Texte fourni>
·····
Ni un grand désert, ni une grande savane, l'Ethiopie...













mercredi 7 décembre 2011

Mums for Mums



Mums for Mums


Mums for Mums est une ONG éthiopienne dont le siège est à Mekelle. Elle a été créée et reste entièrement administrée par des Ethiopiens, même si les fonds ne sont pas locaux et sont, entre autres, issus de la Commission Européenne.

Counsellors
Mums for Mums a pour but de sortir les mères isolées de la dépendance et de la misère. Une jeune mère seule, non mariée, a en effet ici peu de chances de s'en sortir sans l'aide de sa famille, qui ne peut pas toujours subvenir à ses besoins, ou ne le veut pas nécessairement, surtout si elle a eu un enfant hors-mariage. Peu éduquées - elles ont souvent arrêté l'école, quand elles y ont été, beaucoup trop tôt pour trouver un emploi, surtout avec un enfant qu'aucune structure ne peut prendre en charge -, elles en arrivent trop souvent à mendier.

A Mekelle notamment, mais aussi à Dire Dawa et Harar, il n'est pas rare de voir des mères seules, ayant vieilli trop vite, mendier avec leur(s) enfant(s) sous le bras.


L'idée de Wzo Tebereh Woldegabriel, la fondatrice de Mums for Mums, a donc été de créer une structure où ces femmes pourraient confier leurs enfants à une crèche afin d'avoir accès à une formation pratique (couture, cuisine, tissage, etc.) leur permettant à la fois de subvenir à leurs besoins et de monnayer une compétence sur le marché du travail.

Ces femmes devant impérativement être, avec très peu de capitaux, opérationnelles très rapidement, on leur dispense des formations leur permettant également de survivre, voire de commercer, avec rien : on leur apprend à cuisiner confitures et plats avec les matières premières gratuitement à disposition autour d'elles : cactus, plantes, fruits et légumes sauvages, etc.

Peu à peu, Mums for Mums a diversifié ses compétences, et ils accueillent également des personnes âgées isolées durant la journée, organisent des journées de dépistage de la cataracte, des journées de prévention contre le SIDA, des ateliers sur la nutrition, etc, etc...

Discrète, cette ONG a pourtant ouvert des annexes à Axoum, à Adwa et bientôt à Bahar Dar.
·····
Consigne 1> Relevez, parmi les lignes ci-dessous, toutes celles qui contiennent le mot « boat ».

Données de l'exercice>
·····
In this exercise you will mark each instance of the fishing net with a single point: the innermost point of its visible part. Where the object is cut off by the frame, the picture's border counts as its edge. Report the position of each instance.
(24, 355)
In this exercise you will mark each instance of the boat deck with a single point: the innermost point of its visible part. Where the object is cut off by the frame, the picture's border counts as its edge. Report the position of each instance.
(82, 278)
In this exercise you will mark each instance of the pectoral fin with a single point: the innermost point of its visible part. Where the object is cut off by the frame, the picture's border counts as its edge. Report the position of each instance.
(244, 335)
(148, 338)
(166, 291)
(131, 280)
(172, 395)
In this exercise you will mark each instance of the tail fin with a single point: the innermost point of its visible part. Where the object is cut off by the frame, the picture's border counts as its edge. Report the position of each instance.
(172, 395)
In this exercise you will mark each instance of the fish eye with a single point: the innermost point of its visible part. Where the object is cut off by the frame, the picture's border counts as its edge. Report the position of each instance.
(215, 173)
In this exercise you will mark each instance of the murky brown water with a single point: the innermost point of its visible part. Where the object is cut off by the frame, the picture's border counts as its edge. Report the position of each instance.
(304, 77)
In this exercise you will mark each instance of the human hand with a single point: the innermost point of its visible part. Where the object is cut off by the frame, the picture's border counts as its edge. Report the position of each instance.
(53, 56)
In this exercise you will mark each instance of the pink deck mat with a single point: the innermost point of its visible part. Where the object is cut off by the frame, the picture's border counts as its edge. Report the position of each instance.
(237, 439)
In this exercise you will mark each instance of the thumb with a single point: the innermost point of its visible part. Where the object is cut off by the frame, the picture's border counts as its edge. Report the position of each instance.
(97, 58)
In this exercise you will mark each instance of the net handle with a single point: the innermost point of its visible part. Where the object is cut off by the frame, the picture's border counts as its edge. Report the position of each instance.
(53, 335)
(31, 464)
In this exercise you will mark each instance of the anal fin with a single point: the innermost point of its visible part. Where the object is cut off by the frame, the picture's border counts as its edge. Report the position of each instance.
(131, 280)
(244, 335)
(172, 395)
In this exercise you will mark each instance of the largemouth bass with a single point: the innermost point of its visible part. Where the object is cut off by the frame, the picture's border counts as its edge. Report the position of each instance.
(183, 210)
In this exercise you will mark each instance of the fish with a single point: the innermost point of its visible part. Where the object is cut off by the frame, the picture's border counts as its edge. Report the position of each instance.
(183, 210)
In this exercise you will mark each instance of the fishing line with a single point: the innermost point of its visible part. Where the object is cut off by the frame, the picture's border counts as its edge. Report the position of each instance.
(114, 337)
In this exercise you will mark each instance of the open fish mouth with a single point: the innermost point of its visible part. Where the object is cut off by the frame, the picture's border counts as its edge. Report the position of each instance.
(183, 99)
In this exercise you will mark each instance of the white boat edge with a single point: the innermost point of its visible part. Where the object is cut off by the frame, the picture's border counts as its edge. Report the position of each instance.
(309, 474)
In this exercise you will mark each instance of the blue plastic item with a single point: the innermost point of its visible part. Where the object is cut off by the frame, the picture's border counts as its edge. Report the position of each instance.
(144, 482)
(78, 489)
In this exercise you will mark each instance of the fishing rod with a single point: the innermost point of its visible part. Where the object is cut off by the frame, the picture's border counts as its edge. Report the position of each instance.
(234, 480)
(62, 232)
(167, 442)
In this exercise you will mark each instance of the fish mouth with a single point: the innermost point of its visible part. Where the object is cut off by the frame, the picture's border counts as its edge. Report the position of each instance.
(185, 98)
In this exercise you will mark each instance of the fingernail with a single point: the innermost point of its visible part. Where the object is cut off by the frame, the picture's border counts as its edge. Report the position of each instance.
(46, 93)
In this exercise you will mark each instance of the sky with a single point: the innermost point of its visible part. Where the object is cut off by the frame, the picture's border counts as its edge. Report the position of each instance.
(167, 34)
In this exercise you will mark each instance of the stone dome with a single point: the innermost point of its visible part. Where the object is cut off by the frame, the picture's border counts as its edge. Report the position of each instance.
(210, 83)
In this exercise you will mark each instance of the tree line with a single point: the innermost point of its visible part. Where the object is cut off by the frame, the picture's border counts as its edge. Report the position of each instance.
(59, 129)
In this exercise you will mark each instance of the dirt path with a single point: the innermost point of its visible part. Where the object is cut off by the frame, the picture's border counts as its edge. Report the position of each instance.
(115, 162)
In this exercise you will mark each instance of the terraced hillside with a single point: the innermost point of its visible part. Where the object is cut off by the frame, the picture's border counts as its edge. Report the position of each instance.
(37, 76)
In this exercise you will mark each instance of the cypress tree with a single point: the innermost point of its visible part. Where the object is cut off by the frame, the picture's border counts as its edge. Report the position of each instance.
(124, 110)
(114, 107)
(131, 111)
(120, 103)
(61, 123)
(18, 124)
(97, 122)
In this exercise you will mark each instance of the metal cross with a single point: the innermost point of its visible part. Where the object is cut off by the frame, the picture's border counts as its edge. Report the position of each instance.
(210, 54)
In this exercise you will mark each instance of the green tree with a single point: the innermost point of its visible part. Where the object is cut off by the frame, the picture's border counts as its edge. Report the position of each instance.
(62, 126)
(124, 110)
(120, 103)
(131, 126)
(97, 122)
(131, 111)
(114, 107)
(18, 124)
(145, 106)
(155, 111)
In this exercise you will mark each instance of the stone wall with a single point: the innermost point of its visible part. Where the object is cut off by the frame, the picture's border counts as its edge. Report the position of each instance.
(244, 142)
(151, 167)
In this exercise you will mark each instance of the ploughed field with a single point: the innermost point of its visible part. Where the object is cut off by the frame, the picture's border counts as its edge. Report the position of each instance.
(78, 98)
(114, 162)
·····
Consigne 2>
Répondez aux questions suivantes d'après le texte sur Mums for Mums.
(a) Dans quelle ville se trouve le siège de l'ONG ?
(b) Qui l'a fondée ?
(c) Dans quelles villes a-t-elle déjà ouvert des annexes ?

Réponse 1>
In this exercise you will mark each instance of the boat deck with a single point: the innermost point of its visible part. Where the object is cut off by the frame, the picture's border counts as its edge. Report the position of each instance.
In this exercise you will mark each instance of the white boat edge with a single point: the innermost point of its visible part. Where the object is cut off by the frame, the picture's border counts as its edge. Report the position of each instance.

Réponse 2>
(a) À Mekelle.
(b) Wzo Tebereh Woldegabriel.
(c) À Axoum et à Adwa.